Please print the records below exactly as they are.

[Saved entries]

────────────────

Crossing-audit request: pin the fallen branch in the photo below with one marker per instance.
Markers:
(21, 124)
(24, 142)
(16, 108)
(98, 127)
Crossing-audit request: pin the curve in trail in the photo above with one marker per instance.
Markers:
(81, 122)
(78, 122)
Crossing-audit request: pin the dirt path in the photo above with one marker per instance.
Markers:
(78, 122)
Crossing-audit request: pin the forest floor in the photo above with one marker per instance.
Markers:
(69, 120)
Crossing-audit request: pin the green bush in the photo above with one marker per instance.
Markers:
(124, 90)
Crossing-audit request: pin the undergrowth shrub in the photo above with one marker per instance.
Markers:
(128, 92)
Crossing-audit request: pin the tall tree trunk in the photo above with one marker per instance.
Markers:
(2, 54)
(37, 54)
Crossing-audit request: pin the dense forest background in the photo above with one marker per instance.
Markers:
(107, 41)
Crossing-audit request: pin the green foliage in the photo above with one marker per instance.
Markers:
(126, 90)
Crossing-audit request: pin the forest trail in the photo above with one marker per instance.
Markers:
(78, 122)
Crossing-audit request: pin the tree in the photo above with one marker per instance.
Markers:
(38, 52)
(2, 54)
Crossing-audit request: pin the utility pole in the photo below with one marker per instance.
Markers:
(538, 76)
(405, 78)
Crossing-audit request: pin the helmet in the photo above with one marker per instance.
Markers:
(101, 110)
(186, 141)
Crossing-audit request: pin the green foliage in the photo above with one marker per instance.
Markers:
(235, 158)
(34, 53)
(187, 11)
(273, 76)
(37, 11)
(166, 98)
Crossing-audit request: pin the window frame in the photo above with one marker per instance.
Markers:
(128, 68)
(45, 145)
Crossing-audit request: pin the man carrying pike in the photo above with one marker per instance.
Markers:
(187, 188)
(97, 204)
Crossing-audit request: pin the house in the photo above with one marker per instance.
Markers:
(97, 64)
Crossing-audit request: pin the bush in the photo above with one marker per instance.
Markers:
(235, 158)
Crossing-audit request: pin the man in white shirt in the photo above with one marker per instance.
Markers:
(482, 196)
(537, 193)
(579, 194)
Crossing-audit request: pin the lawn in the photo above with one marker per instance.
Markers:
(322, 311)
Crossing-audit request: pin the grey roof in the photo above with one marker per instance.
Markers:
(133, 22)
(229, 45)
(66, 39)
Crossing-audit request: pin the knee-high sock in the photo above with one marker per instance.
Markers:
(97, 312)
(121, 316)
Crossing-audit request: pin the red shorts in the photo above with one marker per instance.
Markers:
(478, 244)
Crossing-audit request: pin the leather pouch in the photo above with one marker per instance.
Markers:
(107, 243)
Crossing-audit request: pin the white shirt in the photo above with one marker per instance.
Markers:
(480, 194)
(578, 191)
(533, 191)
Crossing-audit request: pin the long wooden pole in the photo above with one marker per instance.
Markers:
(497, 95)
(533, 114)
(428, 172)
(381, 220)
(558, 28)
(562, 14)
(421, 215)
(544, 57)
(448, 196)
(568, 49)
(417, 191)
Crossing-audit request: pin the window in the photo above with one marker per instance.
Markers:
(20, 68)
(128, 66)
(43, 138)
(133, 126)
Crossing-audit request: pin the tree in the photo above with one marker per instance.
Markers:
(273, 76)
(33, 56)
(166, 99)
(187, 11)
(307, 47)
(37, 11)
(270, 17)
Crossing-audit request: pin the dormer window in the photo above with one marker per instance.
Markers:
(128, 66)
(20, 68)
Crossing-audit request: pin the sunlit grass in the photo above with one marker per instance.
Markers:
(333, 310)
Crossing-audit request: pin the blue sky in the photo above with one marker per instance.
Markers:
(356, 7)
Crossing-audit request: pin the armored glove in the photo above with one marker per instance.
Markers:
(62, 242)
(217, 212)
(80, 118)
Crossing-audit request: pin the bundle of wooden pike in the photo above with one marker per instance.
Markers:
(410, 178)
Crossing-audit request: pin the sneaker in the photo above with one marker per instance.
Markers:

────────────────

*Task solution*:
Crossing-audit request: pin the fallen branch in the photo below with one marker per instance.
Markers:
(21, 124)
(24, 142)
(16, 108)
(98, 127)
Crossing-audit request: pin the curve in trail in the photo above with one marker per instance.
Markers:
(81, 122)
(78, 122)
Crossing-audit request: pin the dirt path in the photo above with one marker per instance.
Markers:
(78, 122)
Crossing-audit request: pin the forest floor in the photo above with one marker per instance.
Markers:
(69, 120)
Crossing-audit request: pin the green bush in the photo above with one marker per instance.
Markers:
(124, 90)
Crossing-audit request: pin the undergrowth shrub in the photo above with one marker per instance.
Markers:
(128, 92)
Crossing-audit request: pin the tall tree trunk in the photo above with one marker per instance.
Markers:
(2, 54)
(37, 54)
Crossing-audit request: pin the dense forest background in the photo above with one marker per instance.
Markers:
(107, 41)
Crossing-audit request: pin the green foliage in the photo above with one marker per instance.
Markers:
(126, 90)
Crossing-audit request: pin the forest trail in the photo above with one marker per instance.
Markers:
(78, 122)
Crossing-audit request: pin the tree in the photo above with one marker per instance.
Markers:
(38, 52)
(2, 54)
Crossing-audit request: pin the utility pole in the photo below with one marker per instance.
Markers:
(538, 76)
(405, 78)
Crossing-audit request: pin the helmet in the photo above with one marker per instance.
Markers:
(101, 110)
(186, 141)
Crossing-audit request: pin the green foliage in the photo above with one marker per instance.
Markers:
(235, 158)
(34, 53)
(187, 11)
(273, 76)
(37, 11)
(166, 98)
Crossing-audit request: pin the window frame in the photo above with one marker per instance.
Markers:
(128, 68)
(45, 145)
Crossing-audit request: pin the man carrying pike in the photo above with one marker per instance.
Markers:
(187, 188)
(97, 204)
Crossing-audit request: pin the house in the photo above with one marker per instance.
Markers:
(97, 64)
Crossing-audit request: pin the bush in the photo above with one marker per instance.
Markers:
(235, 158)
Crossing-audit request: pin the man in white shirt in the photo above with one marker per instance.
Markers:
(482, 196)
(537, 193)
(579, 194)
Crossing-audit request: pin the lawn in the photo above with one marker per instance.
Markers:
(322, 311)
Crossing-audit request: pin the grey roof in the photo above with one marker per instance.
Markers:
(133, 22)
(229, 45)
(66, 39)
Crossing-audit request: pin the knee-high sock in the photo above with one marker per instance.
Markers:
(97, 312)
(121, 316)
Crossing-audit request: pin the red shorts in the photo above with one marker per instance.
Markers:
(478, 244)
Crossing-audit request: pin the leather pouch in the photo above with one marker per instance.
Markers:
(107, 243)
Crossing-audit request: pin the white shirt in the photo above with one marker per instance.
Markers:
(480, 194)
(578, 191)
(533, 191)
Crossing-audit request: pin the long wooden pole in the photo above with one marker per instance.
Markers:
(497, 95)
(533, 114)
(428, 172)
(381, 220)
(558, 28)
(562, 14)
(421, 215)
(544, 57)
(448, 196)
(568, 49)
(417, 191)
Crossing-audit request: pin the window in the photo above with one marker per instance.
Markers:
(20, 68)
(128, 66)
(43, 138)
(133, 126)
Crossing-audit request: pin the tree in the photo above with one marker per instance.
Markers:
(273, 76)
(33, 56)
(166, 99)
(187, 11)
(307, 47)
(37, 11)
(270, 17)
Crossing-audit request: pin the dormer window in the photo above with one marker per instance.
Markers:
(128, 66)
(20, 68)
Crossing-audit request: pin the sunlit grass in the photo above with one marker per instance.
Markers:
(333, 310)
Crossing-audit request: pin the blue sky in the photo above with one marker per instance.
Markers:
(356, 7)
Crossing-audit request: pin the armored glove in the photo above with one marker per instance.
Markers:
(62, 242)
(217, 212)
(80, 118)
Crossing-audit request: pin the bundle of wooden pike in the photo above with one marker per instance.
Markers:
(410, 178)
Crossing-audit request: pin the sneaker in the photo above with one marker per instance.
Markers:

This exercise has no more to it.